Selected passage START

Eutrophication is a dangerous, unhealthy, and extremely unsightly state for your pond. Once a pond reaches this point, it can take years to rehabilitate it to the point that it can sustain life again.
However, in most cases a pond also takes a number of years to get to this point in the first place. So, instead of lamenting the fact that the atmosphere around your pond is deteriorating, sometime during those multiple years you should take steps to halt the process before it becomes a major detriment to your property and the aquatic ecosystem.
How Does Eutrophication Start?
The term “eutrophication” actually comes from a Greek word meaning “overfed.” This is essentially what happens to your pond when it begins its journey down the road of eutrophication. It is “overfed” to the point that it cannot handle all of the elements flowing into it, and if the trend is allowed to continue it eventually becomes eutrophic – a dead ecosystem.
Excess nutrients (especially nitrogen and phosphorous) are the root cause of this process. One of the hardest problems to overcome with this is that there are so many possible sources for these nutrients to get into your pond – fertilizers, street runoff, animal excrement, and organic debris (such as leaves) just to name a few. Oftentimes the presence of farms or golf courses nearby can result in a large influx of these nutrients into your pond.

Selected passage END
Information shown START

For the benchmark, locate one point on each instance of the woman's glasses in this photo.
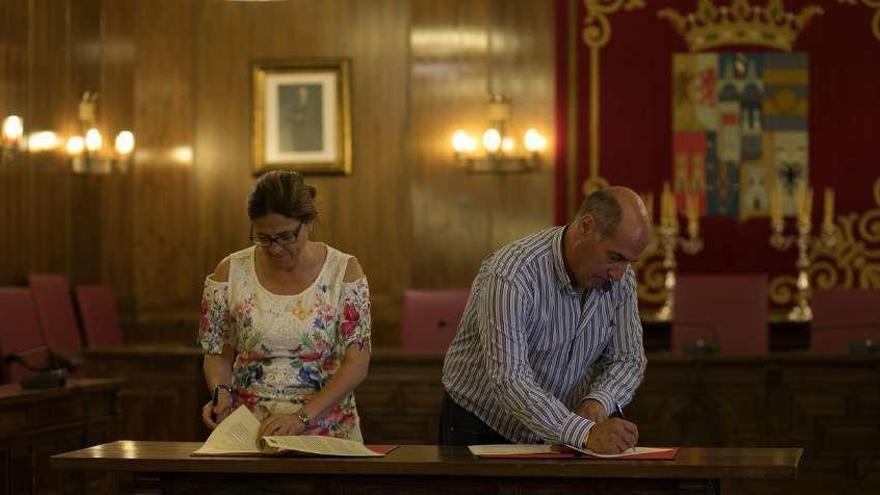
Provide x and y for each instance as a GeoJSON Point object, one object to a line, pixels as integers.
{"type": "Point", "coordinates": [282, 238]}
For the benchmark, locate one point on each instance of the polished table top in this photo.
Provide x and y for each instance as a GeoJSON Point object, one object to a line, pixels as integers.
{"type": "Point", "coordinates": [432, 460]}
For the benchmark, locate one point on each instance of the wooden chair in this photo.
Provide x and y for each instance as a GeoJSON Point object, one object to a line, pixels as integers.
{"type": "Point", "coordinates": [100, 318]}
{"type": "Point", "coordinates": [430, 318]}
{"type": "Point", "coordinates": [21, 342]}
{"type": "Point", "coordinates": [845, 320]}
{"type": "Point", "coordinates": [57, 317]}
{"type": "Point", "coordinates": [724, 313]}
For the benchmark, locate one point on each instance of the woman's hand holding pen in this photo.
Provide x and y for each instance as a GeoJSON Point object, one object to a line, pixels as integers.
{"type": "Point", "coordinates": [215, 410]}
{"type": "Point", "coordinates": [281, 424]}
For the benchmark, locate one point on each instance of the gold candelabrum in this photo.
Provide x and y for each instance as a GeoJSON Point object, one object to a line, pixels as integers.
{"type": "Point", "coordinates": [667, 239]}
{"type": "Point", "coordinates": [803, 240]}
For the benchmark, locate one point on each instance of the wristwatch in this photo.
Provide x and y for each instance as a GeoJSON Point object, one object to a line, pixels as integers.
{"type": "Point", "coordinates": [305, 418]}
{"type": "Point", "coordinates": [215, 394]}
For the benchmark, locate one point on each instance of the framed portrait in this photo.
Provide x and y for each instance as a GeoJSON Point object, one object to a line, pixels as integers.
{"type": "Point", "coordinates": [301, 118]}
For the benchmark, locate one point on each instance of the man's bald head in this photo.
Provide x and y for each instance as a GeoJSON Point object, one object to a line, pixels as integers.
{"type": "Point", "coordinates": [613, 206]}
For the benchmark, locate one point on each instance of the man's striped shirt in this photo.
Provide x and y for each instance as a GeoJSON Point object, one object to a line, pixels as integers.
{"type": "Point", "coordinates": [530, 349]}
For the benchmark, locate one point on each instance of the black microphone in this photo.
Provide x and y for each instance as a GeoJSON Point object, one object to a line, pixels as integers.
{"type": "Point", "coordinates": [46, 377]}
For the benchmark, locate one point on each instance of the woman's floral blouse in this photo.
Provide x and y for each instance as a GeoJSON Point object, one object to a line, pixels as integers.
{"type": "Point", "coordinates": [288, 347]}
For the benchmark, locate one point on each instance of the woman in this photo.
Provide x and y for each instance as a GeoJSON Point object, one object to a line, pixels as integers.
{"type": "Point", "coordinates": [285, 323]}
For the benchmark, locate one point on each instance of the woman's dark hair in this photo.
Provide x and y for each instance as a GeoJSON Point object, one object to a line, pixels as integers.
{"type": "Point", "coordinates": [285, 193]}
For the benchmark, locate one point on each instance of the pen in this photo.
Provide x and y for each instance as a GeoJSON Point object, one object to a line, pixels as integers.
{"type": "Point", "coordinates": [619, 414]}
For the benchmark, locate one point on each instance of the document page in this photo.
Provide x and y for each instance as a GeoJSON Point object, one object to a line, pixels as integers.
{"type": "Point", "coordinates": [635, 451]}
{"type": "Point", "coordinates": [509, 449]}
{"type": "Point", "coordinates": [237, 434]}
{"type": "Point", "coordinates": [546, 451]}
{"type": "Point", "coordinates": [318, 445]}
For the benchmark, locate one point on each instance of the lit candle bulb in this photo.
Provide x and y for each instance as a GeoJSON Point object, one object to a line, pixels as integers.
{"type": "Point", "coordinates": [829, 208]}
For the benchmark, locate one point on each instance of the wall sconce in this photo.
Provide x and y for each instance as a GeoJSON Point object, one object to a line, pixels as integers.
{"type": "Point", "coordinates": [499, 153]}
{"type": "Point", "coordinates": [12, 137]}
{"type": "Point", "coordinates": [87, 153]}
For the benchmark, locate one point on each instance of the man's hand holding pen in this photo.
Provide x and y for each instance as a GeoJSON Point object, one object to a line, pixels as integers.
{"type": "Point", "coordinates": [611, 435]}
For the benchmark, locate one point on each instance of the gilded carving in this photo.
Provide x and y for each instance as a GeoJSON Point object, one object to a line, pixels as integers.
{"type": "Point", "coordinates": [712, 26]}
{"type": "Point", "coordinates": [852, 262]}
{"type": "Point", "coordinates": [875, 21]}
{"type": "Point", "coordinates": [596, 34]}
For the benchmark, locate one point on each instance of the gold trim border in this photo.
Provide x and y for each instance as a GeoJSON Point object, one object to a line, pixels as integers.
{"type": "Point", "coordinates": [596, 34]}
{"type": "Point", "coordinates": [853, 262]}
{"type": "Point", "coordinates": [871, 4]}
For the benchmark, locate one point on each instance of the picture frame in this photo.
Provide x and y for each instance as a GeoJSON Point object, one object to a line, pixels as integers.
{"type": "Point", "coordinates": [301, 116]}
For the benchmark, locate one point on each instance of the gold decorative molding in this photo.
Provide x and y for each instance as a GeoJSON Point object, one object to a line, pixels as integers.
{"type": "Point", "coordinates": [852, 262]}
{"type": "Point", "coordinates": [711, 26]}
{"type": "Point", "coordinates": [596, 34]}
{"type": "Point", "coordinates": [875, 21]}
{"type": "Point", "coordinates": [652, 277]}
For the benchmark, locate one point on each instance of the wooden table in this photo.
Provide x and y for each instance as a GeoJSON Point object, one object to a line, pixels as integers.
{"type": "Point", "coordinates": [35, 424]}
{"type": "Point", "coordinates": [429, 469]}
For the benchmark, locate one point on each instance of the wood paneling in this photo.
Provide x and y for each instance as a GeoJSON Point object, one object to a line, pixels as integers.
{"type": "Point", "coordinates": [459, 218]}
{"type": "Point", "coordinates": [177, 73]}
{"type": "Point", "coordinates": [36, 424]}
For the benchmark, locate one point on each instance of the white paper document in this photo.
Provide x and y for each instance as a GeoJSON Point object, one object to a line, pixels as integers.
{"type": "Point", "coordinates": [237, 435]}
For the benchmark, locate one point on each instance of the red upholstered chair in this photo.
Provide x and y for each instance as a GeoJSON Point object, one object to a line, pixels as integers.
{"type": "Point", "coordinates": [728, 310]}
{"type": "Point", "coordinates": [100, 318]}
{"type": "Point", "coordinates": [20, 334]}
{"type": "Point", "coordinates": [842, 317]}
{"type": "Point", "coordinates": [57, 317]}
{"type": "Point", "coordinates": [430, 318]}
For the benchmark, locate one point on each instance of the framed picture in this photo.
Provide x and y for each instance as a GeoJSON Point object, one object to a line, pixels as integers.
{"type": "Point", "coordinates": [301, 117]}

Information shown END

■ **Exercises**:
**a.** According to the eutrophication text, what is the root cause of the process?
**b.** Write out the eutrophication text from "However, in most" to "the aquatic ecosystem.", changing "pond" to "lake" throughout.

■ **Exercise responses**:
**a.** Excess nutrients, especially nitrogen and phosphorous.

**b.**
However, in most cases a lake also takes a number of years to get to this point in the first place. So, instead of lamenting the fact that the atmosphere around your lake is deteriorating, sometime during those multiple years you should take steps to halt the process before it becomes a major detriment to your property and the aquatic ecosystem.